• ABOUT THIS EXERCISE:
From the data below, return all lines holding the string "above".

[Natural language region descriptions]

★ ★ ★ ★

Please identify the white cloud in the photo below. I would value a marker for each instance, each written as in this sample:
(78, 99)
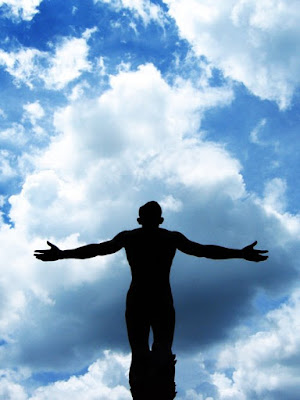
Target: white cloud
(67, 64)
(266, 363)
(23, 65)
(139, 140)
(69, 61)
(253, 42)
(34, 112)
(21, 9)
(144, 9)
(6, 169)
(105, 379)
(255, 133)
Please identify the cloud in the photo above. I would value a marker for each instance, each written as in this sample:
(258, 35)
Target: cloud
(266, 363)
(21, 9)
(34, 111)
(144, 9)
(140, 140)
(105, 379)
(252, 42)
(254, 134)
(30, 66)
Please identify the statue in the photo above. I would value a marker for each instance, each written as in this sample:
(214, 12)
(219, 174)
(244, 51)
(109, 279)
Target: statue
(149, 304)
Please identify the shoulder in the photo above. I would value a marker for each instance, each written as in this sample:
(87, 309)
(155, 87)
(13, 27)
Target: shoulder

★ ★ ★ ★

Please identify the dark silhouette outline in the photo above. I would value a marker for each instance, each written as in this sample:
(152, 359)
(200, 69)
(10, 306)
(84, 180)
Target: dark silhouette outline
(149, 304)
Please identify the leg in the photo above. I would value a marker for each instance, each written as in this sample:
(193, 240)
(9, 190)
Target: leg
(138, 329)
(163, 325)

★ ★ ★ ★

• YOUR RESPONSE:
Please identify the cloud in the photo above. I would value a marker for each instance, each written as in this sample:
Please identify the statue in the photo above. I would value a marker for each instance, each written as in this sample:
Please identify the shoulder in the photo above. I would value a marker for each instance, each written as in this sample:
Please identify the dark silhouette outline in the photo above. I would value a marker for each instance, each written as in this sample:
Please identify the leg in the photo above. I would value a marker for each instance, each written as in this sample:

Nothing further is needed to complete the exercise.